#### Records shown ####
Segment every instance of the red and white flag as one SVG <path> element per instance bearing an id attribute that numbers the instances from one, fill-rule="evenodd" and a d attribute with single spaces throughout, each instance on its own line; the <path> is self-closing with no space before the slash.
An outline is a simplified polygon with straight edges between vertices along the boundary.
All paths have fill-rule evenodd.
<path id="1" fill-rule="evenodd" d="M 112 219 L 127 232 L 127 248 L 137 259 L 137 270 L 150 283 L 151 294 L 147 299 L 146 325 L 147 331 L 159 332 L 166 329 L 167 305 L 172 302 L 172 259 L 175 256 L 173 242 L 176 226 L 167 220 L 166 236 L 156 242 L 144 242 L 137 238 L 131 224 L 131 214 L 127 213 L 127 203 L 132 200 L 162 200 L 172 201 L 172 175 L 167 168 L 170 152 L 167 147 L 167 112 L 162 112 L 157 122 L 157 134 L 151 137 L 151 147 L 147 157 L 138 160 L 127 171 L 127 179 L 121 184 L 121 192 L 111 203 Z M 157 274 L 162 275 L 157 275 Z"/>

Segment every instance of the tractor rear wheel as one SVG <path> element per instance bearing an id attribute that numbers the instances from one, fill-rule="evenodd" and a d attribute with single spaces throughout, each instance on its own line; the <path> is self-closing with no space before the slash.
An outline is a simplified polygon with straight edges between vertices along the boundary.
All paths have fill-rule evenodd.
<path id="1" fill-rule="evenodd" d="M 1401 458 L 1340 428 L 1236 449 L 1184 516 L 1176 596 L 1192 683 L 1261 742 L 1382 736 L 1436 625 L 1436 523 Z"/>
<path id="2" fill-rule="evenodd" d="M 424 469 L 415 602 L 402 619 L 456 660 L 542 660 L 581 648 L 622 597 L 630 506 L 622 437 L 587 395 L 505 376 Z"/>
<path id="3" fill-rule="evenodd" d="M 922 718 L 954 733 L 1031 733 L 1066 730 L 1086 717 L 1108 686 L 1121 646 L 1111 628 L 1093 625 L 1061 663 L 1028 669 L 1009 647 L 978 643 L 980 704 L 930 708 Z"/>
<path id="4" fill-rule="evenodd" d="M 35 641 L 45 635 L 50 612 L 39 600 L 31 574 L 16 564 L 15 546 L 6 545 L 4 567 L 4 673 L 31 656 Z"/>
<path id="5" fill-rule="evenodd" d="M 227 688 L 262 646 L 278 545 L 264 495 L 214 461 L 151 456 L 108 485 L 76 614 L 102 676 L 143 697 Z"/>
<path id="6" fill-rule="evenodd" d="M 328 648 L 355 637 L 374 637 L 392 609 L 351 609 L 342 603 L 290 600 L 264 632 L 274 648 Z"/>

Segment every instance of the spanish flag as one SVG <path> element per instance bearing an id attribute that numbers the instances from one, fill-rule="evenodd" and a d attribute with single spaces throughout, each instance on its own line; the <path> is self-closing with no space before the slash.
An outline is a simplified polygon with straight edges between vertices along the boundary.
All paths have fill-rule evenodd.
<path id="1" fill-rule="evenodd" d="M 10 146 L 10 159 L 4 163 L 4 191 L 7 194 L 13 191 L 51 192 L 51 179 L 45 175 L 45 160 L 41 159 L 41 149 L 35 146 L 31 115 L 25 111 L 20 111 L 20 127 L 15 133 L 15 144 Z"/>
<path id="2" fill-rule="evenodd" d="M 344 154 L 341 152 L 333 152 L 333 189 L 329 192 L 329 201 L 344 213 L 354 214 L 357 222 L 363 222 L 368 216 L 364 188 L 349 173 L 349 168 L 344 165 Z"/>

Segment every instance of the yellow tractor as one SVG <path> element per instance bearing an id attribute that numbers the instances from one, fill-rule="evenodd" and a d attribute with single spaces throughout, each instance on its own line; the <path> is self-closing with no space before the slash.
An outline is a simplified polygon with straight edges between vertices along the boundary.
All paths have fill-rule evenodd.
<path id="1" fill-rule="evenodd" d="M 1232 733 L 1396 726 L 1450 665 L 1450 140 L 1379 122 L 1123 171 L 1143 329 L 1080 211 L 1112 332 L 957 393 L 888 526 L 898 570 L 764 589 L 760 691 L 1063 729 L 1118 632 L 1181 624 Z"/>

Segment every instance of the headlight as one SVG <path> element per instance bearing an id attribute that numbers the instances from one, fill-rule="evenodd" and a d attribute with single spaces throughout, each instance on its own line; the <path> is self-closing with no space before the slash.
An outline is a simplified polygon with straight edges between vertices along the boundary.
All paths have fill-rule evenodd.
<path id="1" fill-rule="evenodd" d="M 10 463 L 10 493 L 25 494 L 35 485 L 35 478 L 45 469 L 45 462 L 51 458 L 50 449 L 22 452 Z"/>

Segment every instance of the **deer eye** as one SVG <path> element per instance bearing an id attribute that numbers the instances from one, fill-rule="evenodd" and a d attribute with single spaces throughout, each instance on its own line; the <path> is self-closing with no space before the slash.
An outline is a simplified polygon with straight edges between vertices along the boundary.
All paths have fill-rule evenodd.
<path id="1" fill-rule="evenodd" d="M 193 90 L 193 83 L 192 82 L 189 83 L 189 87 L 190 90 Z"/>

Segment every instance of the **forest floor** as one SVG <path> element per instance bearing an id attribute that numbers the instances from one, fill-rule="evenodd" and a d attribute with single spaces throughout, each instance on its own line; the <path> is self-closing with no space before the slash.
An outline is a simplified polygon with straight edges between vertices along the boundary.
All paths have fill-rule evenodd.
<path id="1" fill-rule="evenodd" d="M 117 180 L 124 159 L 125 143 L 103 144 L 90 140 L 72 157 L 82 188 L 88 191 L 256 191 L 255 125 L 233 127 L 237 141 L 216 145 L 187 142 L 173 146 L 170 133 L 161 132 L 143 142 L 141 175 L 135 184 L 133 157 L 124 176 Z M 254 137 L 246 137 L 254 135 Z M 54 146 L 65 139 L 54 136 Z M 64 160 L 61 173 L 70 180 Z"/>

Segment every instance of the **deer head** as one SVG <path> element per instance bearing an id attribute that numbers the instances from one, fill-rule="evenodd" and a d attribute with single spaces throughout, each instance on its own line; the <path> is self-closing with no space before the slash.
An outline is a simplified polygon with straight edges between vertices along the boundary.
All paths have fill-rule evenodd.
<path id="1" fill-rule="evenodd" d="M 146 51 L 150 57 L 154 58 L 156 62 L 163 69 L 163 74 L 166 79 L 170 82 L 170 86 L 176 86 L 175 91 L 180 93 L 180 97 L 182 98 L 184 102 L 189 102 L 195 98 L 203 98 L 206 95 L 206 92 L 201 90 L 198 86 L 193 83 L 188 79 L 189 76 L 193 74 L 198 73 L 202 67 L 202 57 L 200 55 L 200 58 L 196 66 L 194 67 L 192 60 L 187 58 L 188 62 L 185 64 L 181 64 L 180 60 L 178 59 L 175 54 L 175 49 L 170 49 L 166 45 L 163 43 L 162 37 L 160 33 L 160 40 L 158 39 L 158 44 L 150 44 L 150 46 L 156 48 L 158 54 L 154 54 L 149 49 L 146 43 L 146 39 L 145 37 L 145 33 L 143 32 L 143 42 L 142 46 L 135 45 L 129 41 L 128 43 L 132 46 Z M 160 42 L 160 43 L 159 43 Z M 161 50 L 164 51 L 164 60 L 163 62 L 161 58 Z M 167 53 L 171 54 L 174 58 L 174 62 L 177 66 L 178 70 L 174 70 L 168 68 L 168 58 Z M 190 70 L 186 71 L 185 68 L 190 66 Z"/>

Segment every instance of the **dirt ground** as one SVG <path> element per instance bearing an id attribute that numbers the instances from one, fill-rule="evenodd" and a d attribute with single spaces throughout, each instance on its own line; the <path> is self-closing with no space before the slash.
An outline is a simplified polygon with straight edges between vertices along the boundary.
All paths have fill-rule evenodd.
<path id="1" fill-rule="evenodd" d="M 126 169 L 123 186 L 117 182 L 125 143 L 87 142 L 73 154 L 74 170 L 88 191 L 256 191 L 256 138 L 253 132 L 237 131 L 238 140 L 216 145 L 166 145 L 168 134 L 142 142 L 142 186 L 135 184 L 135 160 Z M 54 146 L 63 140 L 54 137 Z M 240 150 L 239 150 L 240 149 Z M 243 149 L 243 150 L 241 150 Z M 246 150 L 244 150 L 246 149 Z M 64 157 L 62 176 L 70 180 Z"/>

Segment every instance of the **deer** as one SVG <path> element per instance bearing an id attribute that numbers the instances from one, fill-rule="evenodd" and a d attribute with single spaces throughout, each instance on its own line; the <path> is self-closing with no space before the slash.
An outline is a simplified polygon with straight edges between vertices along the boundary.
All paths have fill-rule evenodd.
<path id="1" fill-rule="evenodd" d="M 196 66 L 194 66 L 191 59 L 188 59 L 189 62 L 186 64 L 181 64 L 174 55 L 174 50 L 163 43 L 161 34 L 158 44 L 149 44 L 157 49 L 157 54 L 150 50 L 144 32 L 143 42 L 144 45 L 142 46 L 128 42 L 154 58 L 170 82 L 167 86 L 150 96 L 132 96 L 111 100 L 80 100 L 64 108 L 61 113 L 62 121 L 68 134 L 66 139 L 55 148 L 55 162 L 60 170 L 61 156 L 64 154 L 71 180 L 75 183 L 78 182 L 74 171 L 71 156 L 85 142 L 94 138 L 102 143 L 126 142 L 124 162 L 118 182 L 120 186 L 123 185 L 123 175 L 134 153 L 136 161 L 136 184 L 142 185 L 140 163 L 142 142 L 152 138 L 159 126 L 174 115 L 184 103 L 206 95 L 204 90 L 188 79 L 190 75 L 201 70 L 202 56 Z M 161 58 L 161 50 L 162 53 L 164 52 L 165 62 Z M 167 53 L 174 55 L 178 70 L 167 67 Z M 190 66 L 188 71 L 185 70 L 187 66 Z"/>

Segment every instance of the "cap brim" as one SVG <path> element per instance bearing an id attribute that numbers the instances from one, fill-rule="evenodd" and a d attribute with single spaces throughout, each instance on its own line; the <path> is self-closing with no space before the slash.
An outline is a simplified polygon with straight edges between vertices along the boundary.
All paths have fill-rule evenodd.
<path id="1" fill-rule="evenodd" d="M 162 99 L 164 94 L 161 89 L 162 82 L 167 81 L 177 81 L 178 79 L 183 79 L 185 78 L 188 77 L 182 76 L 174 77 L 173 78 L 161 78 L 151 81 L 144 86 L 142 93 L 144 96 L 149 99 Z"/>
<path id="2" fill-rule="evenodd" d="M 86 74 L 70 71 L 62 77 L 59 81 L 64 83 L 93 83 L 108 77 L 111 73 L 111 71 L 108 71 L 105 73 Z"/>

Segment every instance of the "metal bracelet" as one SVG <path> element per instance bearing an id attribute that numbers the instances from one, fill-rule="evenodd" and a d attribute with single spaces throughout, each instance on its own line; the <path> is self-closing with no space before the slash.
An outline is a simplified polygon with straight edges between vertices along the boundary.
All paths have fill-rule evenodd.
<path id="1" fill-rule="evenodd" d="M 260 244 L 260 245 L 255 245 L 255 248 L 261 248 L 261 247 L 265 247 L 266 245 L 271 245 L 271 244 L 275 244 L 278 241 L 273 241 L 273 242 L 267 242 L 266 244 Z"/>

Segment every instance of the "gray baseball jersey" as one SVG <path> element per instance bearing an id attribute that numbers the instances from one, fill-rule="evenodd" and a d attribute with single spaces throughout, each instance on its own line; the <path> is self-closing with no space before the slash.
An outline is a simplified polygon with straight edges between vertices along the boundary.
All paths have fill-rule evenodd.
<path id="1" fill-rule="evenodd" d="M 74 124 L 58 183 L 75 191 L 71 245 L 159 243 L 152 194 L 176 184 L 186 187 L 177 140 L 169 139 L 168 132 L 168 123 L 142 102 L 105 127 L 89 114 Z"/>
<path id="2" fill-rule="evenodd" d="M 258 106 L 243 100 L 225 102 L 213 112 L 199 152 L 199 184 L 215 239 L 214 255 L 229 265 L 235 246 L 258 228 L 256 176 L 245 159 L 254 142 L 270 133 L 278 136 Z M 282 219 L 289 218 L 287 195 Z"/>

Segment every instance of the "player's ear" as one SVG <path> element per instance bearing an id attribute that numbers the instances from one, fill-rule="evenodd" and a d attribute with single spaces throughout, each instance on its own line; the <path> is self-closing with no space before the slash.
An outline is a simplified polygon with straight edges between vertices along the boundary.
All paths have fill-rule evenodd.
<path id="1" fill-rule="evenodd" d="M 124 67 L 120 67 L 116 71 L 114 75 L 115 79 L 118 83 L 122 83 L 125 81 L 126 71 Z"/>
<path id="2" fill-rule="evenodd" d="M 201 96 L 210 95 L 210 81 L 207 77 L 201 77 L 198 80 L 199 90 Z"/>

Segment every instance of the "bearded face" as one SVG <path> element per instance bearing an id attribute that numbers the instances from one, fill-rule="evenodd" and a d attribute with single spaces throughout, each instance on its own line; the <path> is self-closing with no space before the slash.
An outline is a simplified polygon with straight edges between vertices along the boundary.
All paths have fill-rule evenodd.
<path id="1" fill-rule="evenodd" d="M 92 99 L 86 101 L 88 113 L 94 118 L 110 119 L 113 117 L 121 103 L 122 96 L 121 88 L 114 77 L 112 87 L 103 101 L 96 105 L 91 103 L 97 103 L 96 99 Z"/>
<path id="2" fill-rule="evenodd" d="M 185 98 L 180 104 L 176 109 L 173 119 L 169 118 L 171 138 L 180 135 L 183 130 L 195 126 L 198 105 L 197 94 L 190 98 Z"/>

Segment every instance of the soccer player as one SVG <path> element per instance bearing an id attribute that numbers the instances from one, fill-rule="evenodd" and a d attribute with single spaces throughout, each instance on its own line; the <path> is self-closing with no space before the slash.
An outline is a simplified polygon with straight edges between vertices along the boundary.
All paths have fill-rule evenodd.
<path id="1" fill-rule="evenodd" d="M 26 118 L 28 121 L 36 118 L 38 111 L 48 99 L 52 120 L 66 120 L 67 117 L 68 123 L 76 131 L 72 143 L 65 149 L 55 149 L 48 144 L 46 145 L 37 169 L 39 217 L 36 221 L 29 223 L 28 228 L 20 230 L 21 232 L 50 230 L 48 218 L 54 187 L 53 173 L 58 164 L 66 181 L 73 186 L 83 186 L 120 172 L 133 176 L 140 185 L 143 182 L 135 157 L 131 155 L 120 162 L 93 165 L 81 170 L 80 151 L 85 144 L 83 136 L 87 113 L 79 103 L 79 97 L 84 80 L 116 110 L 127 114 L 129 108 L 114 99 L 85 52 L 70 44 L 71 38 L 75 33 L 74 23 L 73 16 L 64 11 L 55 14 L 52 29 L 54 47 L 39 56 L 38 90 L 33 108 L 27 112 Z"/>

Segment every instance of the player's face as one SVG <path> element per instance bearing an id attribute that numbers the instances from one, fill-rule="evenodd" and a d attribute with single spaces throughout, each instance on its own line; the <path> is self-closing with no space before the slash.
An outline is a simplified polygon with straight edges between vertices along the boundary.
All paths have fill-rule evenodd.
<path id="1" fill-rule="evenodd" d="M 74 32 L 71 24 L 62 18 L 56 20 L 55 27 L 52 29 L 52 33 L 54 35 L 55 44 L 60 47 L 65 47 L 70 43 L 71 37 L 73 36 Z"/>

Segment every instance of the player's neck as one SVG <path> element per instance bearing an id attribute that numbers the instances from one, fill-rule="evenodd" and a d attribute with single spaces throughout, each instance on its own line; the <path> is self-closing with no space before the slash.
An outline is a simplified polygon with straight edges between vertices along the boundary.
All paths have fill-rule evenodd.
####
• **Directions**
Reproduce verbatim the data from the line containing "Segment every instance of the headlight" through the line containing "117 180 L 124", including both of those lines.

• **Answer to the exercise**
Segment every instance of the headlight as one SVG <path> element per instance bearing an id attribute that numbers the instances from one, fill-rule="evenodd" and a d attribute with single spaces throughout, each instance on its own line; the <path> is self-closing with no space before the slash.
An outline is a simplified polygon with straight edges between vertices along the boundary.
All paths have fill-rule evenodd.
<path id="1" fill-rule="evenodd" d="M 10 463 L 10 493 L 25 494 L 35 485 L 35 478 L 45 469 L 45 462 L 51 458 L 50 449 L 22 452 Z"/>

Segment every instance of the **deer eye** as one SVG <path> element per instance bearing an id attribute that numbers the instances from one, fill-rule="evenodd" and a d attribute with single spaces throughout, each instance on its own line; the <path> is self-closing with no space before the slash.
An outline is a simplified polygon with straight edges between vertices along the boundary.
All paths have fill-rule evenodd.
<path id="1" fill-rule="evenodd" d="M 193 90 L 193 83 L 192 82 L 189 83 L 189 87 L 190 90 Z"/>

Segment every instance of the **forest floor** as one SVG <path> element per instance bearing an id attribute that numbers the instances from one, fill-rule="evenodd" and a d attribute with single spaces throughout, each instance on its own line; the <path> is self-closing with no space before the slash.
An outline is a simplified polygon with straight edges between vertices along the boundary.
All paths have fill-rule evenodd.
<path id="1" fill-rule="evenodd" d="M 117 180 L 124 159 L 125 143 L 103 144 L 90 140 L 72 157 L 82 188 L 88 191 L 256 191 L 255 125 L 233 127 L 237 141 L 216 145 L 187 142 L 173 146 L 170 133 L 161 132 L 143 142 L 141 175 L 135 184 L 133 157 L 124 176 Z M 254 137 L 246 137 L 254 135 Z M 54 146 L 65 139 L 54 136 Z M 64 160 L 61 173 L 70 180 Z"/>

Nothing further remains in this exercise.